En realidad, entre los 4 y los 7 años asistimos a la construcción de tres sistemas de operaciones correlativos. En primer lugar, el niño está ya capacitado para las seriaciones, es decir, para aceptar un encadenamiento transitivo de relaciones de orden: A antes que B, B antes que C, etc. En segundo lugar, construye clasificaciones o «agolpamientos» de clases cuya forma más simple consiste en reunir las clases singulares A y A' en B, luego B y la clase singular B' en C; después, C y C' en D, etc. Admitamos ahora que hace abstracción de las cualidades, es decir, que A, A', B', etc., sean consideradas como equivalentes e indiscernibles en cuanto a sus cualidades (lo que es el caso cuando se trata de fichas o botones, etcétera, muy parecidos entre sí). Entonces se tendría A+A'=B', etc., y, consecuentemente, A+A=A Para evitar esta tautología (o sea, en realidad, olvidar un elemento o contar dos veces el mismo, etc.), no existe más que un medio: distinguir A, A', B', por el orden de su enumeración. Y, efectivamente, este orden los diferencia incluso si se hace abstracción de las cualidades, pues en realidad se trata de un orden vicario o supletorio, es decir, que si se permutan los términos volvemos a encontrar el mismo orden (un primero, un segundo, etc., en tanto que el primero no tiene predecesor, al segundo sólo le precede uno, etc.). El número aparece así como la síntesis de la inclusión de clases y del orden serial, o sea, como una nueva combinación, pero a partir de caracteres puramente lógicos.

______________________________

◆ EJERCICIOS Y TAREAS:
a - Cambia "black" por "dark" en las entradas que van desde la línea que contiene "point: woman with" hasta el final de las entradas, ambas incluidas, y copia esas líneas sin ningún otro cambio.
b - Sigue escribiendo el fragmento sobre cómo nace el número en el niño a partir de su última oración.
El fragmento y las entradas vienen de fuentes distintas.

[Registros de una colección de datos]
______________________________

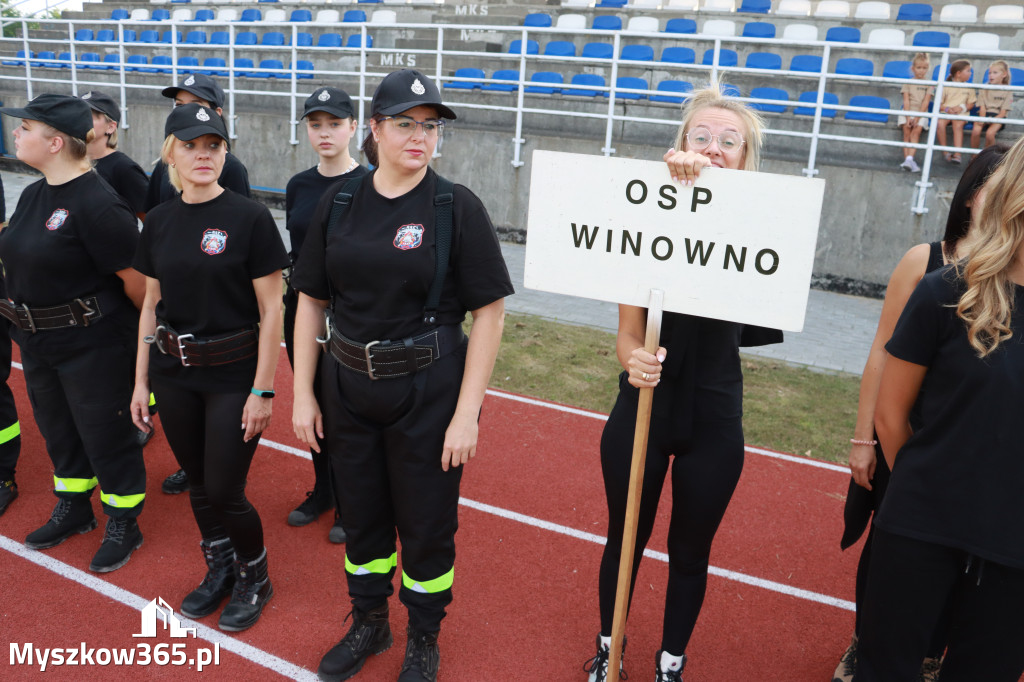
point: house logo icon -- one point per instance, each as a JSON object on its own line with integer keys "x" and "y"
{"x": 159, "y": 609}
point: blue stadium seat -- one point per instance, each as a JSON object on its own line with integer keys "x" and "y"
{"x": 559, "y": 48}
{"x": 812, "y": 97}
{"x": 672, "y": 86}
{"x": 843, "y": 34}
{"x": 550, "y": 77}
{"x": 931, "y": 39}
{"x": 914, "y": 11}
{"x": 726, "y": 57}
{"x": 769, "y": 93}
{"x": 466, "y": 72}
{"x": 637, "y": 53}
{"x": 855, "y": 67}
{"x": 678, "y": 55}
{"x": 808, "y": 62}
{"x": 868, "y": 100}
{"x": 537, "y": 19}
{"x": 758, "y": 30}
{"x": 532, "y": 47}
{"x": 680, "y": 26}
{"x": 764, "y": 60}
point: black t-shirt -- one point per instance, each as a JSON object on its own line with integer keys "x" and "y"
{"x": 380, "y": 261}
{"x": 233, "y": 176}
{"x": 206, "y": 257}
{"x": 66, "y": 242}
{"x": 127, "y": 178}
{"x": 302, "y": 196}
{"x": 956, "y": 481}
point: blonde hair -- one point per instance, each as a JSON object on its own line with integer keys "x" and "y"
{"x": 988, "y": 302}
{"x": 714, "y": 97}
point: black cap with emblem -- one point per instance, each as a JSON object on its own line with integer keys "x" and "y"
{"x": 401, "y": 90}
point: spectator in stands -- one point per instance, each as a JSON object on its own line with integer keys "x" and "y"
{"x": 915, "y": 98}
{"x": 948, "y": 534}
{"x": 956, "y": 100}
{"x": 867, "y": 463}
{"x": 992, "y": 103}
{"x": 330, "y": 124}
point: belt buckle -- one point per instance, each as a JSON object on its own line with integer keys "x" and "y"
{"x": 370, "y": 363}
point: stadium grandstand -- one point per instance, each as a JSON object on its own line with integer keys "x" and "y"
{"x": 601, "y": 78}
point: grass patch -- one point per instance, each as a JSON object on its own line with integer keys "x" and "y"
{"x": 790, "y": 409}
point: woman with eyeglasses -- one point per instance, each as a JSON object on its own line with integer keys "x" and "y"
{"x": 696, "y": 412}
{"x": 402, "y": 391}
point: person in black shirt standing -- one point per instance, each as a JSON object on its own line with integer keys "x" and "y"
{"x": 68, "y": 252}
{"x": 400, "y": 415}
{"x": 212, "y": 313}
{"x": 330, "y": 124}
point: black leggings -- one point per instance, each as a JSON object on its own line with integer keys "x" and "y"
{"x": 205, "y": 432}
{"x": 705, "y": 473}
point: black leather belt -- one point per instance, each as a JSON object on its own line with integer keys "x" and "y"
{"x": 205, "y": 352}
{"x": 385, "y": 359}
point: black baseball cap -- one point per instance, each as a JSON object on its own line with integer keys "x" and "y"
{"x": 69, "y": 115}
{"x": 401, "y": 90}
{"x": 192, "y": 121}
{"x": 334, "y": 101}
{"x": 200, "y": 85}
{"x": 102, "y": 102}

______________________________

◆ RESPUESTAS POR TAREA:
a -
point: woman with eyeglasses -- one point per instance, each as a JSON object on its own line with integer keys "x" and "y"
{"x": 696, "y": 412}
{"x": 402, "y": 391}
point: person in dark shirt standing -- one point per instance, each as a JSON object on its own line with integer keys "x" and "y"
{"x": 68, "y": 252}
{"x": 400, "y": 415}
{"x": 212, "y": 313}
{"x": 330, "y": 124}
point: dark leggings -- one point per instance, each as a JSON object on its own line with integer keys "x" and "y"
{"x": 205, "y": 432}
{"x": 705, "y": 473}
point: dark leather belt -- one point per instance, each as a JSON object on its own line with integer keys "x" and "y"
{"x": 205, "y": 352}
{"x": 385, "y": 359}
point: dark baseball cap -- one point per instance, each as a JSON object on its own line with integer keys "x" and "y"
{"x": 69, "y": 115}
{"x": 401, "y": 90}
{"x": 192, "y": 121}
{"x": 334, "y": 101}
{"x": 200, "y": 85}
{"x": 102, "y": 102}

b -
En cuanto a la correspondencia biunívoca entre clases, que invocan los Principia, se da en ella algo así como un círculo vicioso, puesto que a este respecto existen dos tipos de operaciones muy distintas: o bien una correspondencia cualificada (un objeto que corresponde a otro de la misma cualidad, como un cuadrado a un cuadrado, un círculo a un círculo, etcétera), o bien una correspondencia cualquiera que hace abstracción de las cualidades. En este último caso el objeto individual se convierte en una unidad aritmética y deja de ser exclusivamente lógico (clase singular cualificada). ¡ Pero hacer dos clases equivalentes por una correspondencia «cualquiera» viene a ser como introducir implícitamente el número en la clase para sacarlo luego explícitamente! Por otra parte, Whitehead y Russell se vieron también obligados a contar con el orden ya que, para evitar la tautología 1 + 1 = 1 y llegar a la iteracción 1 + 1=2 tuvieron que distinguir 0+1 de 1+0. Con la afirmación de que el número es la síntesis de la inclusión y de las relaciones de orden resumimos simplemente, por tanto, lo que cada axiomatización se ve obligada a decir en una u otra forma.

De esto se han podido sacar luego un buen número de consecuencias en cuanto al carácter específico de los razonamientos recurrenciales; razonamientos de los que se encuentran ejemplos notablemente precoces en el niño a un nivel todavía preoperatorio.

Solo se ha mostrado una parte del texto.